Study material -

# # # # #

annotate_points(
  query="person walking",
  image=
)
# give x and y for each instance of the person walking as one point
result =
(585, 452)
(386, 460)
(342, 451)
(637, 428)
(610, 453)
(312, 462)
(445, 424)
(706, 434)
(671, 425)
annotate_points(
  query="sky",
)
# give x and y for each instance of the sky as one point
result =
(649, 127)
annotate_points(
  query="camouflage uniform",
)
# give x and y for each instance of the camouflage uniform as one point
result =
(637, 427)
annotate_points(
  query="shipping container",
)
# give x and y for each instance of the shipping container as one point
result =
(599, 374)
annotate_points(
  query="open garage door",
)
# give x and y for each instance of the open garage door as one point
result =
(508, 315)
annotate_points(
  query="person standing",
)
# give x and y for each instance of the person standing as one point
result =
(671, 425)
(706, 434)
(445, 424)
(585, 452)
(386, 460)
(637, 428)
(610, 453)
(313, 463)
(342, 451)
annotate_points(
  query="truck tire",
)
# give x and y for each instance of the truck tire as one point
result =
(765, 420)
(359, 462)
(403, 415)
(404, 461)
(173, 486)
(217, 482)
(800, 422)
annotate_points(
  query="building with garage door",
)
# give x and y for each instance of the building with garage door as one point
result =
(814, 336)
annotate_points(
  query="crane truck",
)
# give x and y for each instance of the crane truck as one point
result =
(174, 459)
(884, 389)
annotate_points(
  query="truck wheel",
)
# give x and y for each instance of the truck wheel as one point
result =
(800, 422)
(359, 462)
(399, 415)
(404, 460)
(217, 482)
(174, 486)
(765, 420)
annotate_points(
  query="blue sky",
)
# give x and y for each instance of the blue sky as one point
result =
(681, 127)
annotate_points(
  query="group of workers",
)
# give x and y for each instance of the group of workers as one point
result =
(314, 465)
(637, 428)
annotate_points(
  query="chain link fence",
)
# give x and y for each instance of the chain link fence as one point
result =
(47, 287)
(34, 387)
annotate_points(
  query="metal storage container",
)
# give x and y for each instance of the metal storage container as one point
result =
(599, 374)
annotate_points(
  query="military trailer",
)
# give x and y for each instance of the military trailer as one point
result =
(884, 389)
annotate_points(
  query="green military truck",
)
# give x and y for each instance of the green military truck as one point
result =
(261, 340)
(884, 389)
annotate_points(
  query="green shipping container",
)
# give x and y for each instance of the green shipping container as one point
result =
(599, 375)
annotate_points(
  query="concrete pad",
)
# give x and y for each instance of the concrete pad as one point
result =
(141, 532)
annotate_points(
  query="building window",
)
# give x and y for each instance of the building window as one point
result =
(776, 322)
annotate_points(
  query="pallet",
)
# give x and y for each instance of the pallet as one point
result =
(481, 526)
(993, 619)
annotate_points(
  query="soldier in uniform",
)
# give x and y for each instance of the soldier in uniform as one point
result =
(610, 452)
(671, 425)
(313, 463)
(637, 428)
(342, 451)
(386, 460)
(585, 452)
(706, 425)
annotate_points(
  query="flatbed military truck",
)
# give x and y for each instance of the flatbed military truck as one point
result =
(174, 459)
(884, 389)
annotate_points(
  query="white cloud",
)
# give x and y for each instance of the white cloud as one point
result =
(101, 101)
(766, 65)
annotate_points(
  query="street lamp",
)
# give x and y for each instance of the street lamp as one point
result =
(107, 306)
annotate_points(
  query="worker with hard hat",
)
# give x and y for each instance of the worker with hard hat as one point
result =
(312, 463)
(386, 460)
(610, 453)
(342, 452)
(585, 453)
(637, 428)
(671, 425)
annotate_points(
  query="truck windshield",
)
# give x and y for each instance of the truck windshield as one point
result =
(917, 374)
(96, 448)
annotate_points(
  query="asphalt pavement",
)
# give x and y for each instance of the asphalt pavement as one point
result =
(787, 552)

# # # # #

Line by line, set down the material exactly as given.

annotate_points(
  query="person walking",
  image=
)
# give x and y for each instance of the person walking as one point
result =
(585, 452)
(386, 460)
(342, 451)
(637, 428)
(610, 453)
(312, 462)
(445, 424)
(706, 434)
(671, 425)
annotate_points(
  query="sky",
)
# give x and y for each instance of the sky as one point
result =
(649, 127)
annotate_points(
  query="camouflage uniform",
)
# give x and y for each instance of the camouflage uniform as one point
result =
(637, 427)
annotate_points(
  query="shipping container",
)
# give x and y for each instance of the shipping container as one point
result =
(599, 374)
annotate_points(
  query="open garage door",
)
# give x and y for each instance of the open garage door as one point
result =
(508, 315)
annotate_points(
  query="person standing",
)
# give x and y for each instance of the person standing as one point
result =
(671, 425)
(706, 434)
(445, 424)
(585, 452)
(386, 460)
(637, 428)
(610, 453)
(313, 463)
(342, 451)
annotate_points(
  query="truck tire",
)
# give x and y for each instance of the truck tire as one point
result =
(765, 420)
(359, 462)
(403, 415)
(404, 461)
(173, 486)
(217, 482)
(800, 422)
annotate_points(
  query="building with garage door",
)
# give x and y for each instance of the building with garage door as one point
result =
(814, 336)
annotate_points(
  query="crane truck",
)
# give x and y for each instance of the crane truck as one point
result =
(174, 459)
(884, 389)
annotate_points(
  query="truck wheel",
)
# give x and y for each instance of the truck wheel as one point
result =
(800, 422)
(359, 462)
(399, 415)
(404, 460)
(217, 482)
(174, 486)
(765, 420)
annotate_points(
  query="blue sky",
)
# give x and y for each instance of the blue sky as one point
result =
(681, 127)
annotate_points(
  query="group of workers",
)
# give x and y for each instance of the group of workers as one point
result =
(314, 465)
(637, 428)
annotate_points(
  query="chain link fence",
)
# give x and y for each instance of the chain link fence as one point
result =
(47, 287)
(34, 387)
annotate_points(
  query="metal storage container",
)
# give x and y for each instance of the metal storage container as one point
result =
(599, 374)
annotate_points(
  query="military trailer",
)
# give x and y for each instance of the military trailer as one point
result =
(884, 389)
annotate_points(
  query="green military truck",
)
# give x and y for each instance of the green military truck as one point
result =
(261, 340)
(884, 389)
annotate_points(
  query="green shipping container",
)
# give x and y for each instance of the green shipping container as one point
result =
(599, 375)
annotate_points(
  query="concrete pad",
)
# give x and y for each instance of the concrete pad as one point
result =
(141, 532)
annotate_points(
  query="building window",
)
# give x and y for each instance of the building window as one point
result =
(776, 322)
annotate_points(
  query="pallet",
)
# give x and y for each instance of the pallet as one point
result =
(481, 526)
(993, 619)
annotate_points(
  query="soldier in uniform",
)
# give x and y for each instance of the soldier in uniform as one point
result =
(610, 452)
(671, 425)
(313, 463)
(637, 428)
(342, 451)
(386, 460)
(585, 452)
(706, 425)
annotate_points(
  query="flatbed military truck",
)
# give x and y for each instance of the flatbed military truck as one point
result =
(174, 459)
(884, 389)
annotate_points(
  query="white cloud",
)
# give x and y for each instance of the white cloud as one point
result =
(101, 101)
(766, 65)
annotate_points(
  query="street lamp",
)
# give x and y for each instance of the street lamp as one point
result =
(107, 306)
annotate_points(
  query="worker with hard hat",
)
# give x and y for each instance of the worker with hard hat as one point
result =
(312, 463)
(386, 460)
(610, 453)
(342, 452)
(585, 453)
(637, 428)
(671, 425)
annotate_points(
  query="truck windshield",
)
# give x and y for each instance of the truck windshield as one point
result =
(917, 374)
(96, 448)
annotate_points(
  query="asphalt pavement",
)
# give x and y for each instance of the asphalt pavement as one point
result =
(787, 552)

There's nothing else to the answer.